Texte:
════
THIOURAYE OU LA POLLUTION DOMICILIAIRE
Selon Pape S Agne, ces composés organiques volatils (COV) sont constitués d’irritants pour les muqueuses exposées (œil, nez et bronches) et de stimulants pour le système immunitaire
Le thiouraye, encens mêlé à du parfum que les femmes sénégalaises utilisent pour la désodorisation des habitations, fait partie intégrante de « la pollution intradomiciliaire », qui n’est pas sans conséquences sur la santé, souligne le médecin pneumologue allergologue et urgentiste, Pape Samba Agne.
« D’une manière générale, le Thiouraye est fait de matières végétales et de produits chimiques divers, surtout des parfums. Le mélange est gardé dans des pots hermétiques pendant des périodes plus ou moins longues. C’est ce produit fini qui est mis dans une braise. Il dégage de la fumée pour donner une odeur agréable’’, avance-t-il dans un entretien avec l’APS.
════
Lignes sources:
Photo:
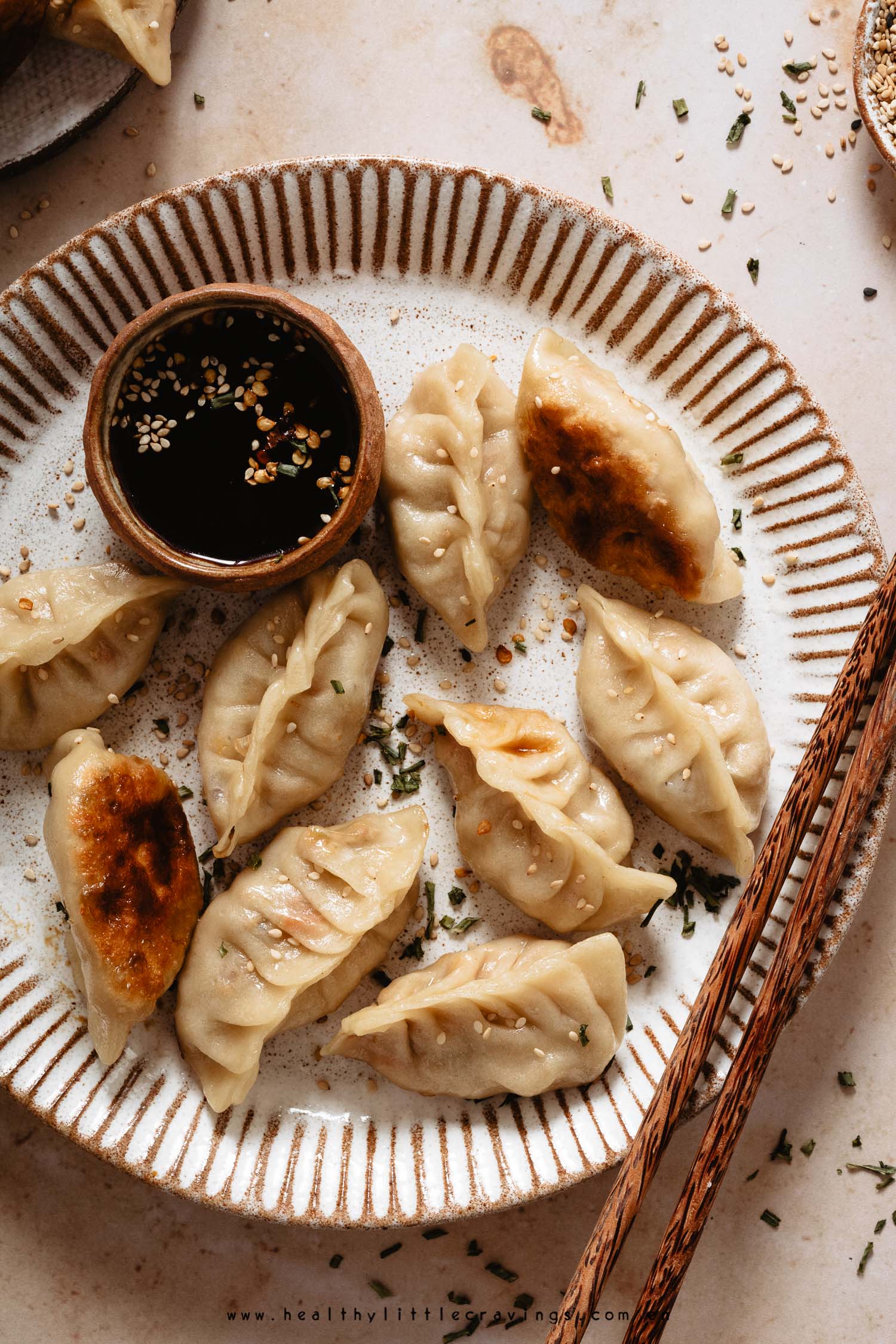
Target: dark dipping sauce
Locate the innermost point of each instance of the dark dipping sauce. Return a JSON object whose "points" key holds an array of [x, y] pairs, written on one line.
{"points": [[234, 436]]}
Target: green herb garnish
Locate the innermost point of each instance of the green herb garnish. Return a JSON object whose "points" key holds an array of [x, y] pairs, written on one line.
{"points": [[738, 128], [884, 1170], [501, 1272]]}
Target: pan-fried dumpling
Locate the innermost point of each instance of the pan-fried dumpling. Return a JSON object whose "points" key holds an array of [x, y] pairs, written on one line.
{"points": [[614, 479], [287, 698], [535, 819], [457, 491], [290, 940], [72, 642], [673, 716], [128, 877], [517, 1015], [136, 31]]}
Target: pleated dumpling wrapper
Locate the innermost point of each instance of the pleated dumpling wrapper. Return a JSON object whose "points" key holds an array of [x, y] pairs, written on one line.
{"points": [[614, 479], [136, 31], [673, 716], [457, 492], [72, 642], [535, 819], [290, 938], [128, 877], [520, 1015], [287, 698]]}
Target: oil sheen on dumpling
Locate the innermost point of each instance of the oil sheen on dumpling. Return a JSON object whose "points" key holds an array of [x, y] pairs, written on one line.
{"points": [[290, 940], [627, 495], [535, 819], [504, 1017], [457, 491], [69, 640], [673, 716], [287, 696], [128, 877], [136, 31]]}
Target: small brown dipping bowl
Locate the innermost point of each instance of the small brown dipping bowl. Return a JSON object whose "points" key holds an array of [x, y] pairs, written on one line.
{"points": [[367, 455]]}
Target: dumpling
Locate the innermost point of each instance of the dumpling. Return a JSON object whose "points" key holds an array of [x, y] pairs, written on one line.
{"points": [[457, 491], [128, 877], [627, 495], [137, 31], [517, 1015], [535, 819], [673, 716], [290, 940], [72, 642], [287, 698]]}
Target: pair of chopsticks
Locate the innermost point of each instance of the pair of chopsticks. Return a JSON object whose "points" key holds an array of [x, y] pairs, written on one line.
{"points": [[774, 1003]]}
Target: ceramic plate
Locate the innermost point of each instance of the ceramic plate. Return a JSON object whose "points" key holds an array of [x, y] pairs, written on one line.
{"points": [[453, 254]]}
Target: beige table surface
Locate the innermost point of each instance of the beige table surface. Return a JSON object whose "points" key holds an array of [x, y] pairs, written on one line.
{"points": [[88, 1253]]}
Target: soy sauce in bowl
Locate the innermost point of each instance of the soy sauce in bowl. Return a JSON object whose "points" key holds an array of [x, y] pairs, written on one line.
{"points": [[234, 436]]}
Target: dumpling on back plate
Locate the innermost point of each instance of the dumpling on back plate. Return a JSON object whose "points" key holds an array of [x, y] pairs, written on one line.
{"points": [[287, 698], [290, 940], [136, 31], [128, 877], [535, 819], [72, 642], [675, 717], [519, 1015], [614, 479], [457, 491]]}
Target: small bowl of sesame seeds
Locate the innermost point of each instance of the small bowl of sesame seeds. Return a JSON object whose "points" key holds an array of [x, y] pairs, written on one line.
{"points": [[875, 74], [234, 436]]}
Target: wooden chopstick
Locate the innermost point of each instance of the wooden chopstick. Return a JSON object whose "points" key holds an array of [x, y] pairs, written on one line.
{"points": [[729, 964], [768, 1019]]}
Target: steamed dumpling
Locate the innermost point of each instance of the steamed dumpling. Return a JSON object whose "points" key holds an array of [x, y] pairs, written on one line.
{"points": [[136, 31], [457, 491], [627, 495], [128, 877], [287, 698], [517, 1015], [290, 940], [688, 735], [535, 819], [69, 640]]}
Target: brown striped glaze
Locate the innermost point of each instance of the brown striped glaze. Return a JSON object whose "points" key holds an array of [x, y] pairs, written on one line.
{"points": [[414, 230]]}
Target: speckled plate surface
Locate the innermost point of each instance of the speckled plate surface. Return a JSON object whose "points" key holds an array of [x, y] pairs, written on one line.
{"points": [[462, 256]]}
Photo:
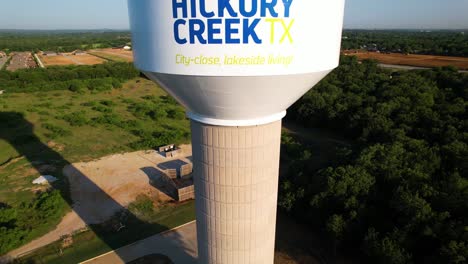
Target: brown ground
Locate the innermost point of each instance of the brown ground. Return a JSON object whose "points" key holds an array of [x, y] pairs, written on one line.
{"points": [[411, 59], [87, 59], [21, 60], [70, 59], [123, 54], [55, 60], [103, 187]]}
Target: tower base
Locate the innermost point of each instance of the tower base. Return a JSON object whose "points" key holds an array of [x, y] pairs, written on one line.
{"points": [[236, 172]]}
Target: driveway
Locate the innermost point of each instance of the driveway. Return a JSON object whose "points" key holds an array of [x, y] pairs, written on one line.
{"points": [[179, 244]]}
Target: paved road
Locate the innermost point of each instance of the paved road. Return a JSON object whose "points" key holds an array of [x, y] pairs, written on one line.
{"points": [[179, 244], [404, 67]]}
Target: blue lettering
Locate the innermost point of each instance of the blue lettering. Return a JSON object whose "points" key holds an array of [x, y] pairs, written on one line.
{"points": [[176, 5], [196, 31], [212, 31], [179, 40], [203, 10], [287, 6], [244, 12], [249, 30], [230, 30], [270, 6], [225, 4]]}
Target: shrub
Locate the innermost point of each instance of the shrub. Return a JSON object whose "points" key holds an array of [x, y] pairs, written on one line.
{"points": [[76, 118]]}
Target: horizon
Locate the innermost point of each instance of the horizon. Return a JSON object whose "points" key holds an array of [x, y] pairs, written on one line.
{"points": [[113, 15]]}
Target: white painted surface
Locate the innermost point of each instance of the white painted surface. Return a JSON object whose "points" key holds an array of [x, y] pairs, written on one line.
{"points": [[304, 36], [230, 123]]}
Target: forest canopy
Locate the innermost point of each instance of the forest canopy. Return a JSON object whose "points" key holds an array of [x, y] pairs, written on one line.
{"points": [[443, 43], [400, 194]]}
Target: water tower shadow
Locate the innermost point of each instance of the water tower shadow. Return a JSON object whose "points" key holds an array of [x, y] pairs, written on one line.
{"points": [[157, 180], [124, 228]]}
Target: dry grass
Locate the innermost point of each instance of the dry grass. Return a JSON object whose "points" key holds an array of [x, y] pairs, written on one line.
{"points": [[88, 59], [70, 59], [119, 53], [55, 60], [412, 60]]}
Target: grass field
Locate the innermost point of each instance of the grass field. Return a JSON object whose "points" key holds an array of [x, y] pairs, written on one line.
{"points": [[114, 54], [43, 111], [88, 244], [70, 59], [428, 61], [42, 132]]}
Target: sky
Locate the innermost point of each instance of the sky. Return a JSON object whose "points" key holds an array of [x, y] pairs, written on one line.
{"points": [[112, 14]]}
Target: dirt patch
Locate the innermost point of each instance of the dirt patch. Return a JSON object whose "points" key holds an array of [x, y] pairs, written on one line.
{"points": [[412, 59], [70, 59], [120, 53], [56, 60], [21, 60], [87, 59], [103, 187]]}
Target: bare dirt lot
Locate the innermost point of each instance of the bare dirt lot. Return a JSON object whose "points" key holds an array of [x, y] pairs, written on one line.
{"points": [[115, 54], [101, 188], [411, 59], [21, 60], [70, 59]]}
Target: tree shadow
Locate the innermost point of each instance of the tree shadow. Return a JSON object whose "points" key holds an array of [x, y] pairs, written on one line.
{"points": [[158, 181], [19, 132]]}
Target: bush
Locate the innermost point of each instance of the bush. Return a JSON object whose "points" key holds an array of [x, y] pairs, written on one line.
{"points": [[76, 118]]}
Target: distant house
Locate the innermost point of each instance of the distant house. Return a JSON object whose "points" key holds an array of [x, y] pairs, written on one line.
{"points": [[79, 52], [49, 53]]}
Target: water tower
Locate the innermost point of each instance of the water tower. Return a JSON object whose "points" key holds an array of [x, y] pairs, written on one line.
{"points": [[236, 65]]}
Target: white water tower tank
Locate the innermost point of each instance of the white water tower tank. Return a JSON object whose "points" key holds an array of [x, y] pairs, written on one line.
{"points": [[236, 66]]}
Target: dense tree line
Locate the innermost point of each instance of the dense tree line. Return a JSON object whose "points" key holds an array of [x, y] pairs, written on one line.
{"points": [[75, 78], [400, 195], [60, 41], [444, 43], [22, 223]]}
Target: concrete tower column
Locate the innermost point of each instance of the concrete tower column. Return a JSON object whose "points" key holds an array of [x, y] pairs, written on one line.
{"points": [[236, 187]]}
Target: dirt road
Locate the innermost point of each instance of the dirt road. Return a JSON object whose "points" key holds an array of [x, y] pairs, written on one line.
{"points": [[101, 188]]}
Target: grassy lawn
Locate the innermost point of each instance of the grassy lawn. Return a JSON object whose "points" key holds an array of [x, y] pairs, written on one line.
{"points": [[88, 244], [42, 132], [109, 57]]}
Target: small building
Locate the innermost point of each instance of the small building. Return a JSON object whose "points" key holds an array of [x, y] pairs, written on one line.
{"points": [[79, 52], [49, 53]]}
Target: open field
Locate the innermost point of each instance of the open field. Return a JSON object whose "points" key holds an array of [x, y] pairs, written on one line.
{"points": [[21, 60], [3, 60], [70, 59], [114, 54], [88, 244], [428, 61], [43, 132]]}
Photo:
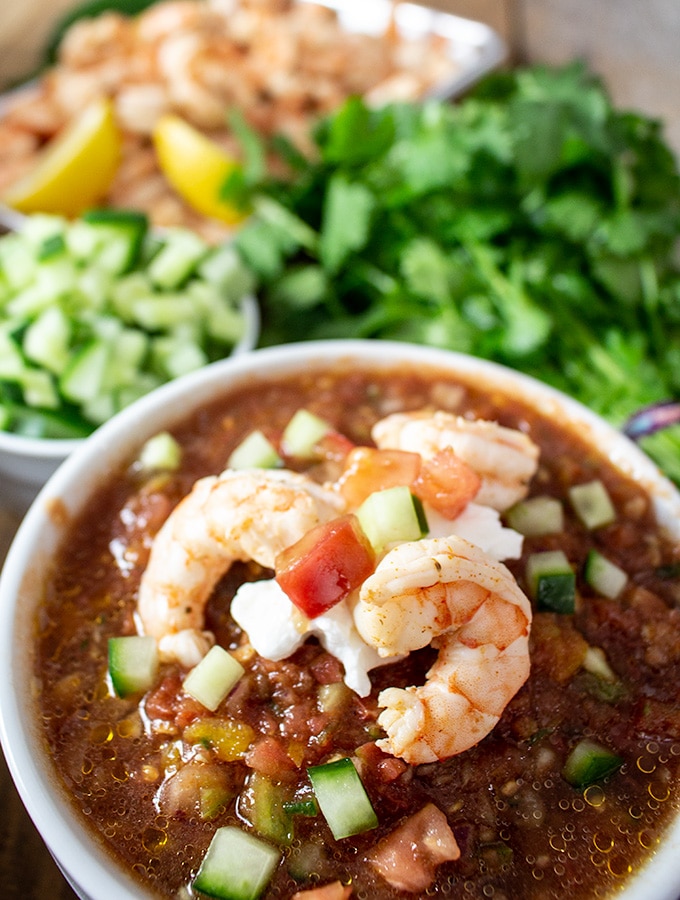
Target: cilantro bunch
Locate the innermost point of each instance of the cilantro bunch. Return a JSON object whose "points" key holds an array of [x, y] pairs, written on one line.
{"points": [[532, 223]]}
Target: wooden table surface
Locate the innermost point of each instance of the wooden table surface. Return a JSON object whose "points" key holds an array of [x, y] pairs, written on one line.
{"points": [[27, 871]]}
════
Activité: Réécrivez le passage du texte sur le thiouraye qui va de "THIOURAYE OU LA" à "Pape Samba Agne.", en remplaçant "encens" par "résine odorante".

Zone de réponse:
THIOURAYE OU LA POLLUTION DOMICILIAIRE
Selon Pape S Agne, ces composés organiques volatils (COV) sont constitués d’irritants pour les muqueuses exposées (œil, nez et bronches) et de stimulants pour le système immunitaire
Le thiouraye, résine odorante mêlé à du parfum que les femmes sénégalaises utilisent pour la désodorisation des habitations, fait partie intégrante de « la pollution intradomiciliaire », qui n’est pas sans conséquences sur la santé, souligne le médecin pneumologue allergologue et urgentiste, Pape Samba Agne.